List each line of the items below that contains the string "marker", matching case exactly.

## PROVIDED RECORDS:
+--

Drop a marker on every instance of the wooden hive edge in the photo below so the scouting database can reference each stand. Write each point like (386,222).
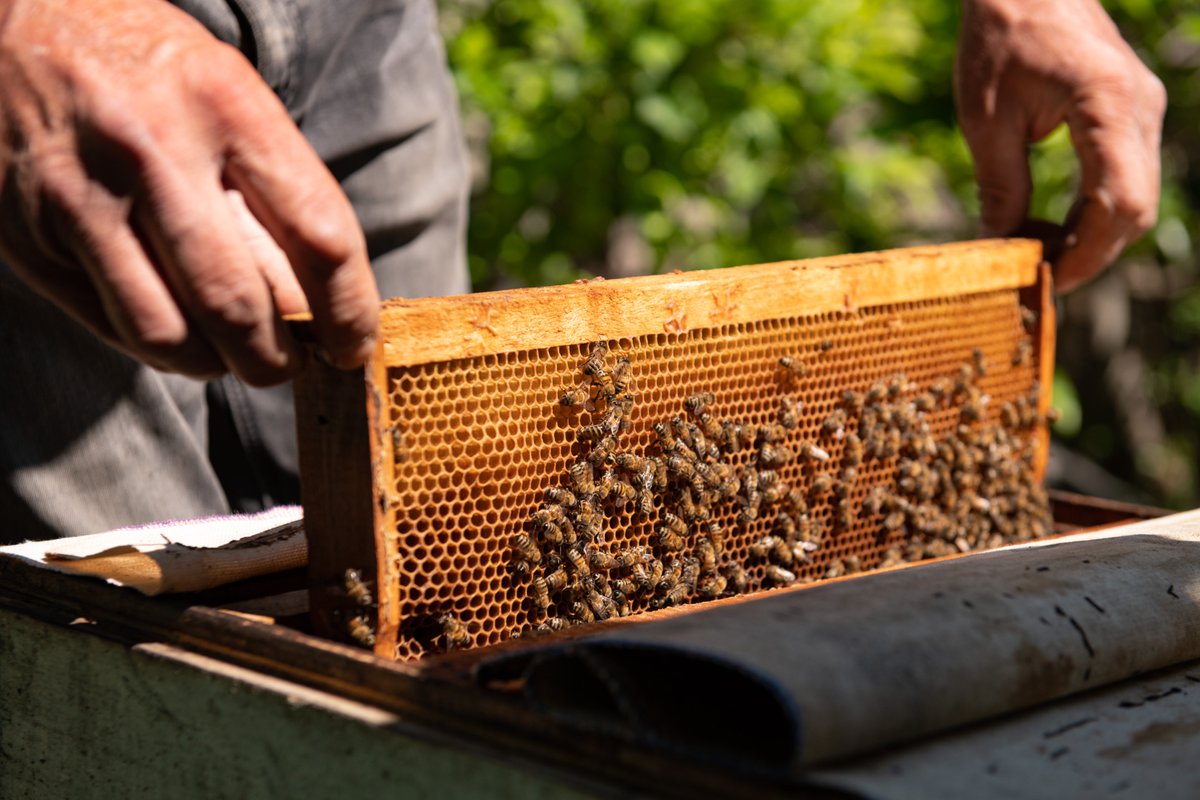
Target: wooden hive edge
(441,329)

+--

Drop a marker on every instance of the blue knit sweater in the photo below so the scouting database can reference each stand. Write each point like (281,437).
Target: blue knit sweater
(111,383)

+--

## ANSWER IN FULL:
Drop a marker on every instance of the wooden hive edge in the photo below so the scouting database can reference each stand. Write each point like (386,222).
Drop a marker on every instance of the blue knit sweater in the photo below so the scouting database can reference each stand. Write each point like (281,437).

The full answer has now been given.